GIVEN PASSAGE
________________________

An example I can think of (in early 2012) was the misrepresentation of the lean startup approach, as with anything it’s best consumed as a guide to support decision making but the emphasis at the time was essentially to create extremely lightweight prototypes of products. This didn’t sit well with me at the time as I feel there is a balance between setting out your experiments correctly and having the conviction to commit to an idea that you believe it.


Hi Neil,

I would think about this based on where the majority of your audience is today (and where it is growing the fastest), in my own experience it was vital that we built a GTM in the US (and HQ’d there) given the penetration of our customer base.

Over time this expands into new territories and that in turn requires a playbook for building out those channels, but in the near term I would be focused on where we expect to acquire the majority of our customers and build around that.


Hello James (great to see you!)

Well this certainly changes a lot through the various stages we’ve experienced so far (and I’m sure continues to do so). I think the best answer is optimizing around the things you’re best at, and hiring people that are great at the things you are not.

In reality there are some commons themes between how my day is spent, it’s typically a split between recruitment (significant %), strategy, and being in tune / supporting the core priorities we have as a business at any given time. Some of the most effective time spent is really trying to diagnose and unblock anything that is slowing us down.


Hi Hector,

Thank you for the question. A founding pillar in our approach to product was to focus around flexibility, our frustrations with what existed in the market were often related to hitting a roadblock in building out a solution because the connector or logic wasn’t available out of the box. A ‘connector’ in our world is really the opportunity to create a great experience around using a specific API, but what’s important is that there is always a way to pull or push the data that you need to be successful.

________________________

Extracted data entries:
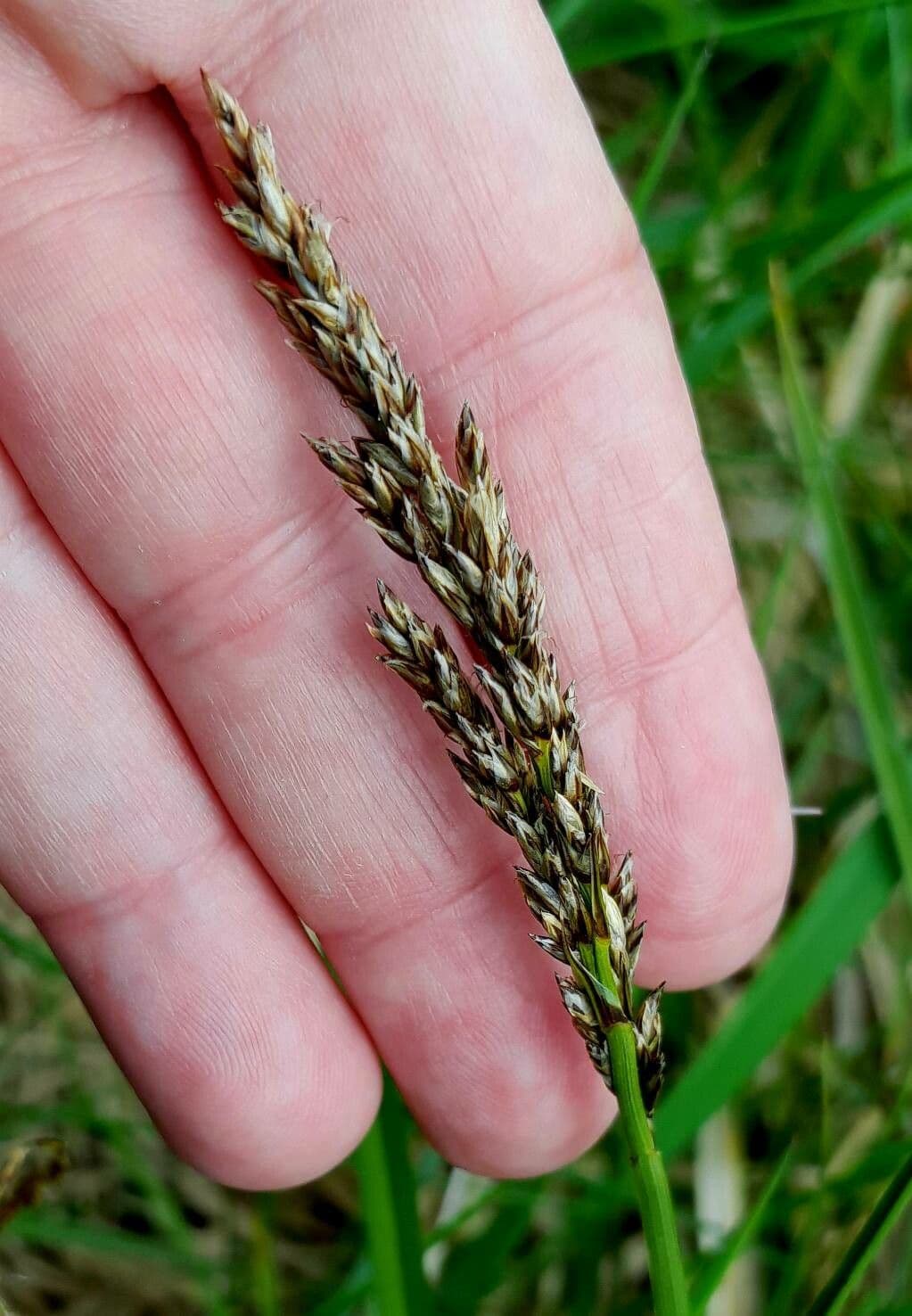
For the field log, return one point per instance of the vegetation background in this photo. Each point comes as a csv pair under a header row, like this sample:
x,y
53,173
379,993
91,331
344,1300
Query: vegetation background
x,y
752,140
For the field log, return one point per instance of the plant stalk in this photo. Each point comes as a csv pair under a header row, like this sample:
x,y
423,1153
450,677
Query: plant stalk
x,y
666,1269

________________________

Print the stretch of the Q&A excerpt from "An example I" through "our customer base.", word for word. The rows are separate material, unrelated to the Q&A excerpt.

PROBLEM SOLUTION
An example I can think of (in early 2012) was the misrepresentation of the lean startup approach, as with anything it’s best consumed as a guide to support decision making but the emphasis at the time was essentially to create extremely lightweight prototypes of products. This didn’t sit well with me at the time as I feel there is a balance between setting out your experiments correctly and having the conviction to commit to an idea that you believe it.


Hi Neil,

I would think about this based on where the majority of your audience is today (and where it is growing the fastest), in my own experience it was vital that we built a GTM in the US (and HQ’d there) given the penetration of our customer base.